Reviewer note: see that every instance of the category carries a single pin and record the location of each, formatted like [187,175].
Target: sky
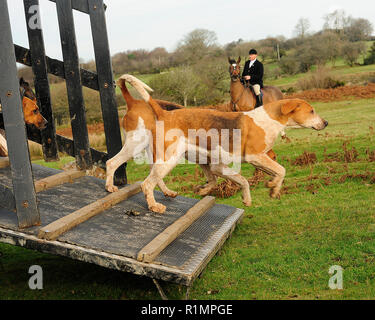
[147,24]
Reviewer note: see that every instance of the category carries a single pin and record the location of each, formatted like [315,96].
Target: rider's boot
[259,101]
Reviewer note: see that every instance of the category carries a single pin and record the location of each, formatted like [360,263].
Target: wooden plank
[79,5]
[56,67]
[106,84]
[3,144]
[58,227]
[73,84]
[160,242]
[4,162]
[7,200]
[58,179]
[42,89]
[98,257]
[23,184]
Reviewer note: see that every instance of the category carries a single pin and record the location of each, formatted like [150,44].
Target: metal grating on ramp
[116,232]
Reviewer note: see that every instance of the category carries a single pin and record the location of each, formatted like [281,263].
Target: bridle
[235,78]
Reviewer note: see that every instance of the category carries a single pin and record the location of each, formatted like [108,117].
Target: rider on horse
[253,74]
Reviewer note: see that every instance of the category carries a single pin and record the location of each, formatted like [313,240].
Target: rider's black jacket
[256,72]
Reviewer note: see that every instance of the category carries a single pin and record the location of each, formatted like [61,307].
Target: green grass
[282,249]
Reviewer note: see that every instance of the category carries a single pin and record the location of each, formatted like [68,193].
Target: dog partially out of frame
[31,113]
[258,131]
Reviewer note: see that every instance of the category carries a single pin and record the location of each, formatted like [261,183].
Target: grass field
[283,249]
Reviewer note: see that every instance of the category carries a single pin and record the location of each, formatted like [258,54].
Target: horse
[242,97]
[31,113]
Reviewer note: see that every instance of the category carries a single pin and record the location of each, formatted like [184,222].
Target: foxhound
[31,113]
[252,134]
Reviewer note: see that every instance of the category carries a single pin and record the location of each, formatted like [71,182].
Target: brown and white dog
[258,130]
[31,113]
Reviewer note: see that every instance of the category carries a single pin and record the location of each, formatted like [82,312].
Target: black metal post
[23,184]
[106,84]
[38,60]
[73,83]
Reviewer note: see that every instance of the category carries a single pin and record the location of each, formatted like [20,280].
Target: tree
[358,29]
[180,85]
[302,27]
[370,59]
[330,45]
[196,45]
[337,21]
[351,52]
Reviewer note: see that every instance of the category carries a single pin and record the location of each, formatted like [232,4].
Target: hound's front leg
[158,172]
[211,181]
[130,149]
[266,164]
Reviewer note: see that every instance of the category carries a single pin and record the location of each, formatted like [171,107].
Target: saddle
[246,84]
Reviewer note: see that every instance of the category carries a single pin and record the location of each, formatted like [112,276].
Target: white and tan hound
[258,132]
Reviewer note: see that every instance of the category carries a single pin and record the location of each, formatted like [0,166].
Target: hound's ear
[23,83]
[289,106]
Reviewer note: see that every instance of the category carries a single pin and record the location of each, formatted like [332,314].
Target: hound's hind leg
[167,192]
[266,164]
[228,173]
[211,181]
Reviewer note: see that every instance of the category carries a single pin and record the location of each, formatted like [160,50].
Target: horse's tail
[143,89]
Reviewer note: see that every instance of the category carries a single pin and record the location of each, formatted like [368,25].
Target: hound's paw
[158,208]
[204,191]
[270,184]
[171,194]
[275,194]
[247,203]
[111,188]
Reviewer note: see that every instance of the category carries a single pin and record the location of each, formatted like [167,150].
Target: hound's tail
[142,89]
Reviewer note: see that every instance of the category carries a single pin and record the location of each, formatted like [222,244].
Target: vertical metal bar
[106,84]
[39,65]
[22,176]
[73,84]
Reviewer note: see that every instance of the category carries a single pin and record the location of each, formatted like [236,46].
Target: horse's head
[234,69]
[31,111]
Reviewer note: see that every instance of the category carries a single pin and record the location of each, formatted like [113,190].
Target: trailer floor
[114,237]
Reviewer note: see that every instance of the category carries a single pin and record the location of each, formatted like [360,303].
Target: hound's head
[234,69]
[298,113]
[31,110]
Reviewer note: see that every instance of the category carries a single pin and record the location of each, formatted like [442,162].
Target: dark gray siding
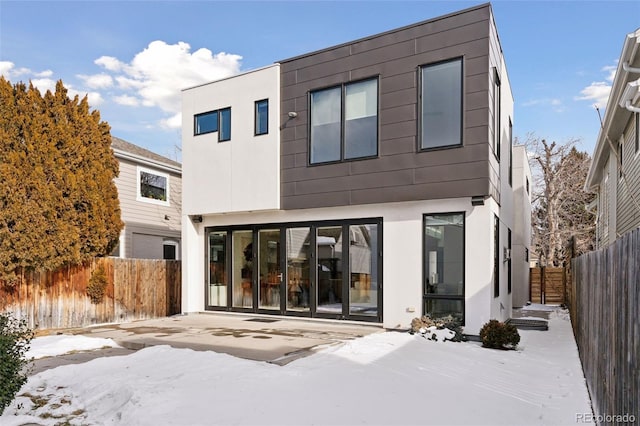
[628,213]
[400,172]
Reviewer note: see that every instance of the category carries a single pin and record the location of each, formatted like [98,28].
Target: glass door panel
[242,269]
[217,286]
[269,272]
[363,270]
[329,254]
[298,267]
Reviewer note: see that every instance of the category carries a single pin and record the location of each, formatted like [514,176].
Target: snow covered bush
[15,337]
[442,328]
[499,335]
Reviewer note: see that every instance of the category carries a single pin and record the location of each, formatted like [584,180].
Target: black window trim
[255,117]
[419,106]
[342,87]
[218,113]
[431,296]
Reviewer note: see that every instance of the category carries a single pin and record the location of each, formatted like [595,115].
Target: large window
[214,121]
[444,265]
[153,186]
[262,117]
[344,122]
[441,104]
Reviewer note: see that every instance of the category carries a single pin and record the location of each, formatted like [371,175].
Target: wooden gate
[548,285]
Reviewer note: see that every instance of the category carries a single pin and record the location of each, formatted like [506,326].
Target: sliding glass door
[318,269]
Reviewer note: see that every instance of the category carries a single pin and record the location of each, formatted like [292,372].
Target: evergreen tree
[58,200]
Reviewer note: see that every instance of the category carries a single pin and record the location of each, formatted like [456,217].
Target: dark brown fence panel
[605,310]
[136,289]
[547,285]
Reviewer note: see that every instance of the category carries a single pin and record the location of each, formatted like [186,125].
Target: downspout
[627,68]
[630,107]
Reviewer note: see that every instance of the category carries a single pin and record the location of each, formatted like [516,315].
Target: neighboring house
[368,181]
[614,174]
[150,189]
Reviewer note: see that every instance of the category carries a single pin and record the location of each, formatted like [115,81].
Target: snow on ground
[388,378]
[62,344]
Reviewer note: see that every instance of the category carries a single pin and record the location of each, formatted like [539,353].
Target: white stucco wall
[522,222]
[241,174]
[402,253]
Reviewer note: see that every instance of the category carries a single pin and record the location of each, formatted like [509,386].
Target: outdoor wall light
[477,200]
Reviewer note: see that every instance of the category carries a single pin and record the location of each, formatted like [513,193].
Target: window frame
[203,114]
[256,118]
[431,296]
[219,128]
[343,88]
[419,138]
[140,197]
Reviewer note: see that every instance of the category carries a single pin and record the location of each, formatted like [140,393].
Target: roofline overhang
[630,51]
[147,161]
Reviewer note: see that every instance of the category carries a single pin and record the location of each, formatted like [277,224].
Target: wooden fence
[605,313]
[547,285]
[136,289]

_ _ _ _

- Directions for this task:
Return, word for word, every line from the line with "formatted like [513,193]." to the final line of the data.

- Full answer:
Reviewer note: see that every instance of the category carries a single pin and record the location of each, formatted like [513,193].
Target: window frame
[203,114]
[256,118]
[431,296]
[219,128]
[343,88]
[419,138]
[140,197]
Reviewer note: see that every instance of the category carries a single pin and record the location of each, formatted like [140,393].
Target: roofline overhang
[630,51]
[147,161]
Reviewer note: see that every instance of the category carries a single pin and record the location of each, formatted like [277,224].
Target: wooden fence
[605,313]
[547,285]
[136,289]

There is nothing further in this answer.